— Begin —
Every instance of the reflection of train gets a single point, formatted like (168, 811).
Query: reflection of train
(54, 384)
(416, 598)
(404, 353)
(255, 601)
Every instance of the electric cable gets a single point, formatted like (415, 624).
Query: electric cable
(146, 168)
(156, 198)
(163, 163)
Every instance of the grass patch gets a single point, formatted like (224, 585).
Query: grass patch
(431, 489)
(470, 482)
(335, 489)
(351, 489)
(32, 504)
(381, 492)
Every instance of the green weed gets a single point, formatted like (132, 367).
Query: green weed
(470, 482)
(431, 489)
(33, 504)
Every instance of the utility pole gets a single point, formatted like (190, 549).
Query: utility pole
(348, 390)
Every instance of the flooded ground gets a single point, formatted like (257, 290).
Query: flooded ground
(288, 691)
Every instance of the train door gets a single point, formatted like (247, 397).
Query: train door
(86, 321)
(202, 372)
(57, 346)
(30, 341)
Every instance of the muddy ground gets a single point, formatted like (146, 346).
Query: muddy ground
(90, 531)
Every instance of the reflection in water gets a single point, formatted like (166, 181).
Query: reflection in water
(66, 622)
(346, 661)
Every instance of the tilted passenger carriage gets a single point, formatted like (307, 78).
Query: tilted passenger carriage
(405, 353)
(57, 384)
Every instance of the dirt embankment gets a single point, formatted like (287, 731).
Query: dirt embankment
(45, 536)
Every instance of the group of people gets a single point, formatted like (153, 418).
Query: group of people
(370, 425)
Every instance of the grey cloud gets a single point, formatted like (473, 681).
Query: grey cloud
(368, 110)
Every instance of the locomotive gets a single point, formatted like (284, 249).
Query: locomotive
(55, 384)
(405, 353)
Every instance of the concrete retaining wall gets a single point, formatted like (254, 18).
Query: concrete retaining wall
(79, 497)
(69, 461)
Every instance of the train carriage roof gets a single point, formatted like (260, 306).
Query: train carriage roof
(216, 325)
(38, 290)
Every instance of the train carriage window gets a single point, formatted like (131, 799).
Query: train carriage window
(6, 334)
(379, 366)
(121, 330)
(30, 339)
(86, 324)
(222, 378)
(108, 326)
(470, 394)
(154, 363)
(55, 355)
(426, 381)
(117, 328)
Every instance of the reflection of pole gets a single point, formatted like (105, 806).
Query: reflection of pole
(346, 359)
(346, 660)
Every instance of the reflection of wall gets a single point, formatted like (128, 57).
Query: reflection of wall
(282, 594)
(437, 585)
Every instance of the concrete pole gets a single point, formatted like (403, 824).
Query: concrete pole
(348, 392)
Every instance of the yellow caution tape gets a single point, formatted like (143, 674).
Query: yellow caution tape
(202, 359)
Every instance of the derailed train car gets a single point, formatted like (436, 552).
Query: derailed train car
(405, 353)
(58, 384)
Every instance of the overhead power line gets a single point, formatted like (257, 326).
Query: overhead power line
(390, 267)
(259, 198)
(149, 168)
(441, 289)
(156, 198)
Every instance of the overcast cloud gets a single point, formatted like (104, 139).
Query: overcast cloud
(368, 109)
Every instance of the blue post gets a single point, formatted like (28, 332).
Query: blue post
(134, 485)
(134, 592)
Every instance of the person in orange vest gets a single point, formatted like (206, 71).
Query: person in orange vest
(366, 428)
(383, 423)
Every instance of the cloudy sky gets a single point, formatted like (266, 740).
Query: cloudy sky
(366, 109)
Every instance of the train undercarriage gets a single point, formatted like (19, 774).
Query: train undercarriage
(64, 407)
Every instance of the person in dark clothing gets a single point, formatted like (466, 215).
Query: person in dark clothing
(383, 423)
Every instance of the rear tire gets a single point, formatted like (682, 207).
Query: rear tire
— End —
Copy all of the entries above word for word, without changing, adding, or leaving out anything.

Every instance of the reflection of train gets a single point, formatted like (168, 811).
Query: reflection of train
(54, 384)
(416, 598)
(404, 353)
(255, 601)
Every instance of the electric cable gets a single point, formatted like (415, 624).
Query: electric cable
(146, 168)
(156, 198)
(163, 163)
Every instance of the grass patch gets a single point, formatted like (224, 585).
Query: grass patch
(431, 489)
(470, 482)
(335, 489)
(351, 489)
(32, 504)
(381, 492)
Every instance of the green weed gets a single point, formatted like (132, 367).
Query: green weed
(470, 482)
(431, 489)
(33, 504)
Every instance of the utility pole gets a single point, formatted like (190, 549).
Query: utility pole
(348, 390)
Every instance of the flooded ground gets a single point, formatted like (257, 290).
Query: flooded ground
(288, 691)
Every instance of the train door gets a single point, formatted like (247, 397).
Query: train door
(86, 321)
(202, 372)
(57, 346)
(30, 341)
Every instance of the muddy ground gets a single point, formatted like (146, 346).
Query: muddy ground
(90, 531)
Every instance of the reflection in water gets a single point, formatted like (166, 181).
Query: reflection in water
(66, 622)
(346, 661)
Every instance of the tilted passenger carriage gets a single point, formatted like (307, 78).
Query: tilted passenger carriage
(405, 353)
(57, 384)
Every instance of the dirt embankment gets a single point, formatted like (287, 731).
Query: dirt embankment
(45, 536)
Every instance of the group of people gets a single point, formatted like (153, 418).
Query: group of people
(370, 425)
Every instance of the grey cloud gets a single point, formatted like (473, 681).
Query: grey cloud
(368, 110)
Every instance of the locomotive gets a single point, formatted like (284, 249).
Query: locomotive
(55, 384)
(405, 353)
Every instance of the concrete retaining wall gets a single point, formatted like (254, 18).
Query: concrete retaining wall
(79, 497)
(69, 461)
Every instance of the train carriage roof gets a single point, formatted like (260, 306).
Query: train carriage roof
(216, 325)
(38, 290)
Every instance of the train carriage window gets a single point, formatted like (131, 799).
Query: train carriage window
(6, 334)
(379, 366)
(121, 330)
(30, 339)
(86, 324)
(222, 378)
(108, 326)
(470, 394)
(154, 363)
(55, 355)
(426, 381)
(117, 328)
Every instance of the reflection of pole gets a single point, formatted like (105, 806).
Query: reflection of pole
(346, 359)
(346, 660)
Every instance of the reflection of wall gets a single point, formatted like (128, 57).
Query: reflection of wall
(282, 594)
(437, 585)
Every instance of the concrete pole gets a single point, formatted like (403, 824).
Query: concrete pole
(348, 392)
Every instance of the yellow caution tape gets a single point, formatted like (143, 674).
Query: yellow caution tape
(202, 359)
Every instance of the derailed train car gets a single point, formatted like (436, 552).
Query: derailed train car
(405, 353)
(58, 384)
Every instance of the overhead power line gets a single point, formatted like (257, 326).
Query: overhead power line
(390, 267)
(259, 198)
(149, 168)
(441, 289)
(156, 198)
Every instance of the overcast cloud gets a single point, formatted like (104, 139).
Query: overcast cloud
(368, 109)
Every instance of the blue post gets a single point, formatted like (28, 332).
Query: blue post
(134, 485)
(134, 592)
Every instance of the person in orange vest gets a single point, formatted like (206, 71).
Query: person in orange vest
(366, 428)
(383, 423)
Every instance of the cloudy sky gets a single point, formatted like (266, 740).
Query: cloudy sky
(366, 109)
Every instance of the train undercarriage gets a single point, formatted like (19, 774).
Query: train undercarriage
(64, 407)
Every instance of the person in dark clothing gets a single point, formatted like (466, 215).
Query: person in dark clothing
(383, 423)
Every instance of the rear tire gets a single point, formatted like (682, 207).
Query: rear tire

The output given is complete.